GIVEN TASK. Reproduce the material word for word, from its first line through the line containing "x=257, y=461", and omit the pictures from your answer.

# # # #

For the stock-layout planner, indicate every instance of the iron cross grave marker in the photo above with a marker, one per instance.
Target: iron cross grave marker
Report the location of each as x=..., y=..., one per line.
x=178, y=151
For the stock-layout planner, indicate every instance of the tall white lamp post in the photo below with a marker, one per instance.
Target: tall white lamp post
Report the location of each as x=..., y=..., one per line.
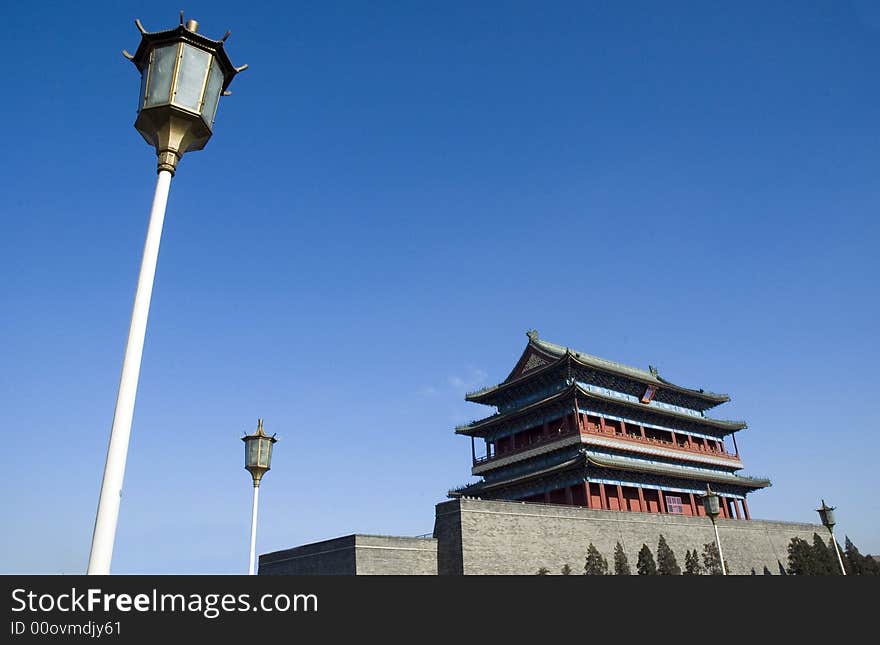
x=183, y=75
x=712, y=506
x=257, y=460
x=826, y=514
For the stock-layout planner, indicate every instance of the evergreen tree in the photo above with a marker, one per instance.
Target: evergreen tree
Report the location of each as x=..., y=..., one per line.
x=711, y=560
x=858, y=564
x=596, y=564
x=621, y=563
x=646, y=565
x=666, y=562
x=825, y=560
x=855, y=561
x=692, y=566
x=800, y=558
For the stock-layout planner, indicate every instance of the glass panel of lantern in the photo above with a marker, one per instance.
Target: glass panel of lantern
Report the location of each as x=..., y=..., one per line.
x=251, y=447
x=194, y=66
x=160, y=72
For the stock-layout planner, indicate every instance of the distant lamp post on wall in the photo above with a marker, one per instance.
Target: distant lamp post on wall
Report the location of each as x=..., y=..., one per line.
x=712, y=506
x=183, y=75
x=826, y=514
x=257, y=461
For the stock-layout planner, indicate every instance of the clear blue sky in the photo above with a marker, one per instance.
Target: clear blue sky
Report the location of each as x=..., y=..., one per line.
x=396, y=192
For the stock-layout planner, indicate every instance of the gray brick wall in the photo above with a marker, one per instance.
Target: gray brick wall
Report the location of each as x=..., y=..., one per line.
x=489, y=537
x=355, y=555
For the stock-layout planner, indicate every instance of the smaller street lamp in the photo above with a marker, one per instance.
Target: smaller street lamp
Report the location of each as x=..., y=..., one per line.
x=712, y=506
x=826, y=514
x=257, y=459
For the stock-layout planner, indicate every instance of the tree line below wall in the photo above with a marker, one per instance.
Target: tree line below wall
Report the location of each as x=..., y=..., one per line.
x=818, y=558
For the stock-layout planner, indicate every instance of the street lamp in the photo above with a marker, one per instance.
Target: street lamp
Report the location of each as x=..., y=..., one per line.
x=257, y=460
x=826, y=514
x=183, y=75
x=712, y=506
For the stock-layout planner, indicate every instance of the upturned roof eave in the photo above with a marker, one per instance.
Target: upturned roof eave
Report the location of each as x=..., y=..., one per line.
x=560, y=354
x=473, y=428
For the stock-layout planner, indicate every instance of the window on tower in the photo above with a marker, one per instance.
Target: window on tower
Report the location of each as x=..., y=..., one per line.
x=673, y=504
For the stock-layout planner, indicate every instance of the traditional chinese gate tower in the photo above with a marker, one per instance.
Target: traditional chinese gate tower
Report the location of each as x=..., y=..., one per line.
x=571, y=428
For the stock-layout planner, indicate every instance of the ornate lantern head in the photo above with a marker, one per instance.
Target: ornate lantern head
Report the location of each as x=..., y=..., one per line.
x=183, y=75
x=711, y=503
x=258, y=452
x=826, y=514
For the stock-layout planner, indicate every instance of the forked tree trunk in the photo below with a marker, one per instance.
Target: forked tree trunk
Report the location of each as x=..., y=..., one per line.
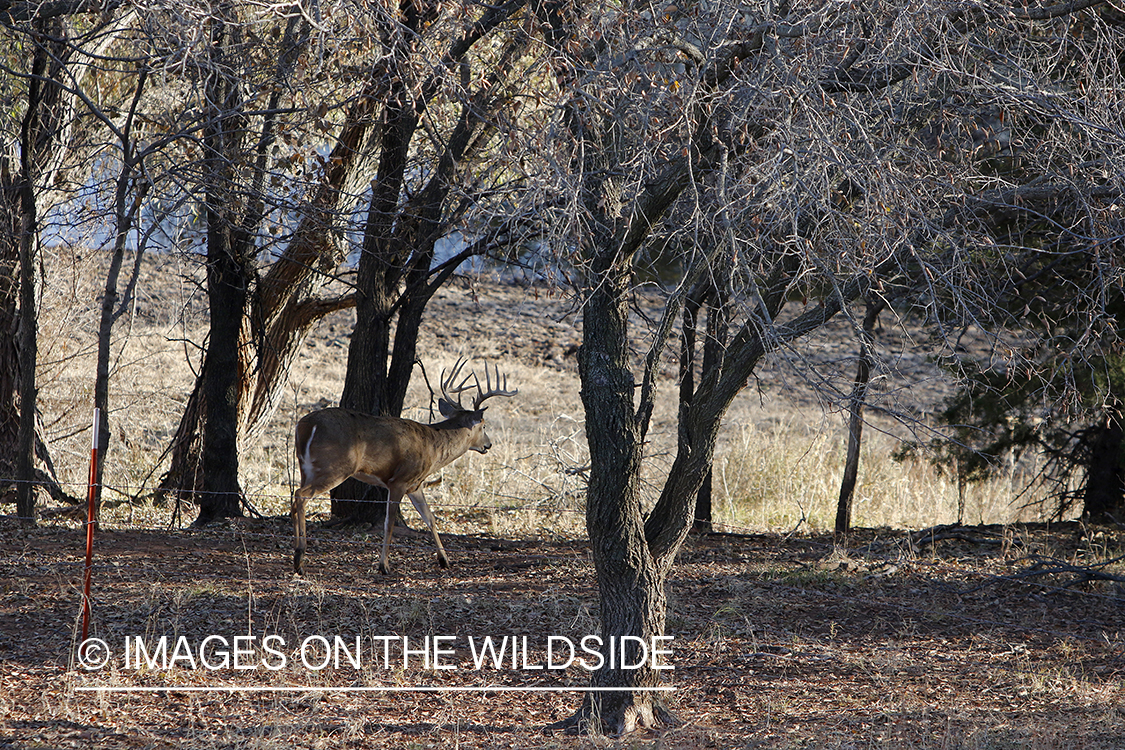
x=855, y=418
x=1104, y=497
x=631, y=581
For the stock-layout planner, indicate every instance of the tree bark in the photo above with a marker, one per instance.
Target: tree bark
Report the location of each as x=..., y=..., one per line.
x=855, y=417
x=230, y=250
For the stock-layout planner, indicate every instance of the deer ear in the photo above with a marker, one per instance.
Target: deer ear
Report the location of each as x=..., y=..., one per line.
x=447, y=409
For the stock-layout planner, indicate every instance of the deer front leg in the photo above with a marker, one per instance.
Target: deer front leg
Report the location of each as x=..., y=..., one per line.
x=298, y=531
x=394, y=497
x=423, y=509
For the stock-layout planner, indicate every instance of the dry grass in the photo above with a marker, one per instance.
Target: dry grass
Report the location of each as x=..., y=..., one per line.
x=781, y=641
x=777, y=464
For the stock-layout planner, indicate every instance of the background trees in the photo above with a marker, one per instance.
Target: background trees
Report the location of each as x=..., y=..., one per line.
x=926, y=157
x=957, y=164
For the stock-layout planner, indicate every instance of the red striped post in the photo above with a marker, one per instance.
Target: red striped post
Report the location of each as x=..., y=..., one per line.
x=90, y=496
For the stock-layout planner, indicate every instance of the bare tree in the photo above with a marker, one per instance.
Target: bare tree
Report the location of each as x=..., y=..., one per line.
x=880, y=153
x=46, y=142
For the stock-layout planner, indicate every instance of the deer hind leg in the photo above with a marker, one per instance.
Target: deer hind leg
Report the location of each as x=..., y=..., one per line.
x=299, y=500
x=394, y=498
x=423, y=509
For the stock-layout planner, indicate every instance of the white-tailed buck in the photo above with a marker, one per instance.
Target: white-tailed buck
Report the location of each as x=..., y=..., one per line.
x=334, y=444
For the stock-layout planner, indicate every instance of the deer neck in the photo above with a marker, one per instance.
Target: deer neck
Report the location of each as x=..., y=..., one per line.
x=452, y=442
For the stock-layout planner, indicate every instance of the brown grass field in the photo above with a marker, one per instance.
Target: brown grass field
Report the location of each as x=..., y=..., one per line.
x=1006, y=632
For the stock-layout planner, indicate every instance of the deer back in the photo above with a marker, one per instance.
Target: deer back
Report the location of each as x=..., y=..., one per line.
x=392, y=450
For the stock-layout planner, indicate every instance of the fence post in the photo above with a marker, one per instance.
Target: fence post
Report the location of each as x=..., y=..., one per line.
x=90, y=495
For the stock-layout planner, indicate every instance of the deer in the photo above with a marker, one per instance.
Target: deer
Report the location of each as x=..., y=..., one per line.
x=334, y=444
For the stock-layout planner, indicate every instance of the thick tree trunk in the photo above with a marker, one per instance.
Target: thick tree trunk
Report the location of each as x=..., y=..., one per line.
x=631, y=583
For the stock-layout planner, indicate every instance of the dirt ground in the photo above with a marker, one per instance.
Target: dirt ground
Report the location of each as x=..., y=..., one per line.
x=969, y=638
x=977, y=638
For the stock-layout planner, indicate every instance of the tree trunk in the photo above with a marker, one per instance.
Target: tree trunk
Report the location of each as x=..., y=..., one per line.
x=230, y=250
x=1104, y=497
x=631, y=584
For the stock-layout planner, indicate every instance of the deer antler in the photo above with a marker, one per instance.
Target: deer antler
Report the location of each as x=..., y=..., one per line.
x=488, y=390
x=450, y=392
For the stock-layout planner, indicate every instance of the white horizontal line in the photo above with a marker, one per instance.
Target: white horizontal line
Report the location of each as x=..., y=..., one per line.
x=267, y=688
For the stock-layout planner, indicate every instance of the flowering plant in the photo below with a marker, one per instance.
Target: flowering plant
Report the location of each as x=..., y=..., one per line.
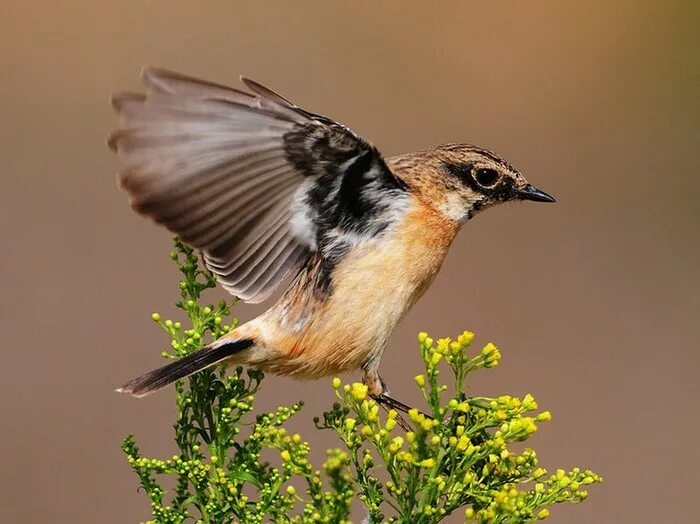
x=456, y=456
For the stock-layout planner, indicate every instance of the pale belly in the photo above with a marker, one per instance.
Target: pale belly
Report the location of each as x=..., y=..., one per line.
x=372, y=290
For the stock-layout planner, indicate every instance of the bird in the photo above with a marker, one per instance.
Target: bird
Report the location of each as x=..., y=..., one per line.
x=277, y=198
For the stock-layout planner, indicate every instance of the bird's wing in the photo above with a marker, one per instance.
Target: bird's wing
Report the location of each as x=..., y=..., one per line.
x=253, y=181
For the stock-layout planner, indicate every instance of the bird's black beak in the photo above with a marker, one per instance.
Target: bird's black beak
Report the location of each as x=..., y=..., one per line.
x=530, y=192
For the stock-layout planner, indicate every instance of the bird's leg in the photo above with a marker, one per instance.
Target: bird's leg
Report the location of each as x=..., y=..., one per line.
x=379, y=392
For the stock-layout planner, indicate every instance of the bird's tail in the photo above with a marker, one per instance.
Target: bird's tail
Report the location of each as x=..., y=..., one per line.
x=184, y=367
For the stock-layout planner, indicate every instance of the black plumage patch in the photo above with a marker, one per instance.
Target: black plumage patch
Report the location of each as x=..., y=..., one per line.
x=351, y=194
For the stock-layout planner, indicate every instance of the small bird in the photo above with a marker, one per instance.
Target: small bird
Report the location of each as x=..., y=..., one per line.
x=271, y=193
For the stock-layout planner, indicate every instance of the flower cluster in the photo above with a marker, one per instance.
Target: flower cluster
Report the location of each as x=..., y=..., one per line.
x=457, y=455
x=233, y=466
x=221, y=475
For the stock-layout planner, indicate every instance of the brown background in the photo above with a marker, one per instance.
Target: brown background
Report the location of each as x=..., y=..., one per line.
x=594, y=301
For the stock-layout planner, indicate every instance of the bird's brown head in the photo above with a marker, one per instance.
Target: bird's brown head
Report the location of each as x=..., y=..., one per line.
x=461, y=180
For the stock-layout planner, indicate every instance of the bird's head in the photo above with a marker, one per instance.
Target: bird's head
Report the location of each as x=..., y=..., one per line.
x=462, y=180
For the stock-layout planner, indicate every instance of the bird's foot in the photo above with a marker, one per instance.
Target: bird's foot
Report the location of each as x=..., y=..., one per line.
x=389, y=403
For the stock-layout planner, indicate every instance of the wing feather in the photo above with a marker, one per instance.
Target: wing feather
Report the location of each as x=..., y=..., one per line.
x=226, y=170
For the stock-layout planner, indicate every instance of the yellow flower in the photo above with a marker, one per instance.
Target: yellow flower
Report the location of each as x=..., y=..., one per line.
x=428, y=463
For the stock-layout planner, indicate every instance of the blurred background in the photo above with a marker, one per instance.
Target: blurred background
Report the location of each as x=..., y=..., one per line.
x=593, y=301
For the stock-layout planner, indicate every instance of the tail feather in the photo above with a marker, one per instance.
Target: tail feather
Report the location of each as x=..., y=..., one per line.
x=183, y=367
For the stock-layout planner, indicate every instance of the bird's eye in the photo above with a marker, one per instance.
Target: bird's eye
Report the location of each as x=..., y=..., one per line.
x=486, y=177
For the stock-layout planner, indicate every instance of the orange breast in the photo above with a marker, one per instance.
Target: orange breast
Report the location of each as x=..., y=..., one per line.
x=373, y=288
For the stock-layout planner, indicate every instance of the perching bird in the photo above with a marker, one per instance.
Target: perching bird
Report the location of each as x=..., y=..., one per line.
x=271, y=193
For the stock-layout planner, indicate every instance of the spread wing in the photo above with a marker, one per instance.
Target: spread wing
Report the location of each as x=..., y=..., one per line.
x=253, y=181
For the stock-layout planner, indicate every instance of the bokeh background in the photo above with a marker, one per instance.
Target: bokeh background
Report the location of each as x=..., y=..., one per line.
x=593, y=301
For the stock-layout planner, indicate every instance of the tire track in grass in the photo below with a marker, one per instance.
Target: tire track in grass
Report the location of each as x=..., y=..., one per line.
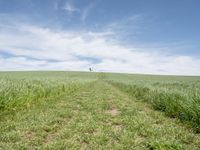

# # # #

THE COMPLETED TASK.
For the stock-layout planner, indicate every instance of the iron cross grave marker in the photo above with a marker, one per instance.
Target: iron cross grave marker
Report the location of each as x=..., y=..., one per line.
x=178, y=151
For the stock-layout planner, indicate every instance of the tall white lamp post in the photo below with a marker, one per instance.
Target: tall white lamp post
Report the location of each as x=..., y=..., one per line.
x=183, y=75
x=712, y=506
x=257, y=460
x=826, y=514
For the stock-layout planner, indicate every instance of the evergreen tree in the photo above with a marker, one per instance.
Target: evergreen tree
Report the location of each as x=..., y=..., one per line.
x=711, y=560
x=858, y=564
x=596, y=564
x=621, y=563
x=646, y=565
x=666, y=562
x=825, y=560
x=855, y=561
x=692, y=566
x=800, y=558
For the stock-layout planner, indicate every instance of the glass panel of lantern in the photo above with a marker, one per instance.
Target: glass panel of lantern
Report the location of each as x=..., y=..., one per line.
x=251, y=447
x=194, y=66
x=160, y=72
For the stock-layout planner, indicate every instance of the distant lamp post on wall in the photo above with a marker, one per instance.
Target: distant lamp post on wall
Report the location of each as x=..., y=..., one per line.
x=712, y=506
x=183, y=75
x=826, y=514
x=257, y=461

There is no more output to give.